Consignes:
(1) Répondez à ces questions sur l'extrait consacré au film « An education » :
(a) Quel âge a Jenny ?
(b) Les portes de quelle université Jenny se prépare-t-elle à franchir ?
(c) De quoi ce récit est-il adapté ?
(2) Recopiez le passage de l'extrait consacré au film « An education » qui commence à « 24 février 2010 » et se poursuit jusqu'à « vibrant de vie. ».

Extrait cité:
Carey Mulligan, Olivia Williams, Alfred Molina, Peter Sarsgaard, Dominic Cooper, …

95 min.
24 février 2010
AN EDUCATION

« An education » arrive tel un ovni parmi la distribution de films proposés sur nos écrans. L’histoire est celle de Jenny, jeune anglaise de 16 ans, passionnée par l’art et étudiant sagement dans un collège réservé à la gent féminine, histoire de se préparer à franchir les portes de la prestigieuse université d’Oxford.

Au cours d’une année capitale, Jenny va pourtant s’aventurer au-delà de ses frontières personnelles, celles qui définissaient un univers protégé et connu mais aussi incroyablement terne. Ce bouleversement aura les traits d’un homme nettement plus âgé, David, qui permettra à Jenny l’entrée dans un monde culturel aussi dense qu’intense, lui procurant un sentiment vibrant de vie. 

Ce récit, adapté des mémoires de la journaliste britannique Lynn Barder, est une chronique exceptionnelle sur une époque qui allait vivre une grande remise en question. Les années soixante, baignées d’un chromatisme particulièrement représentatif de l’époque, font un retour fracassant sur l’écran.

Données enregistrées:
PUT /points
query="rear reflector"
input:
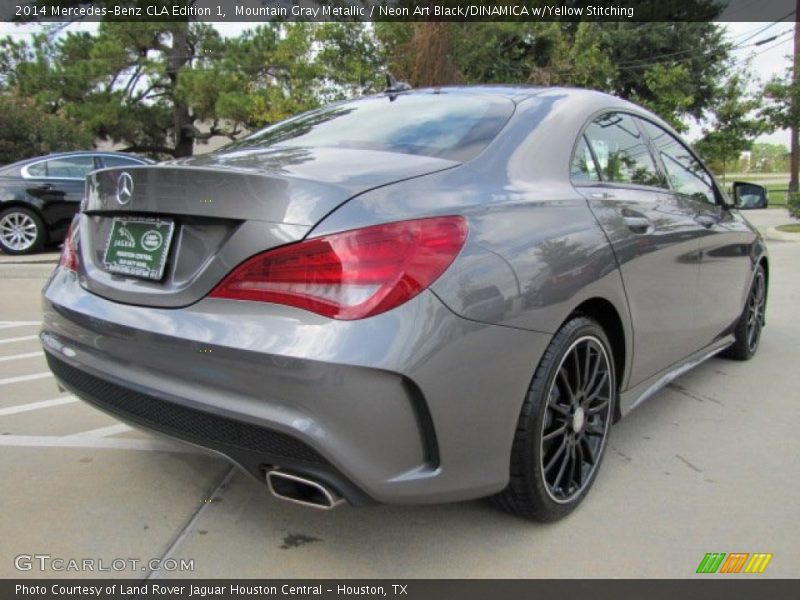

Corrigé:
(1)
(a) Jenny a 16 ans.
(b) Elle se prépare à entrer à l'université d'Oxford.
(c) Il est adapté des mémoires de la journaliste britannique Lynn Barder.

(2)
24 février 2010
AN EDUCATION

« An education » arrive tel un ovni parmi la distribution de films proposés sur nos écrans. L’histoire est celle de Jenny, jeune anglaise de 16 ans, passionnée par l’art et étudiant sagement dans un collège réservé à la gent féminine, histoire de se préparer à franchir les portes de la prestigieuse université d’Oxford.

Au cours d’une année capitale, Jenny va pourtant s’aventurer au-delà de ses frontières personnelles, celles qui définissaient un univers protégé et connu mais aussi incroyablement terne. Ce bouleversement aura les traits d’un homme nettement plus âgé, David, qui permettra à Jenny l’entrée dans un monde culturel aussi dense qu’intense, lui procurant un sentiment vibrant de vie.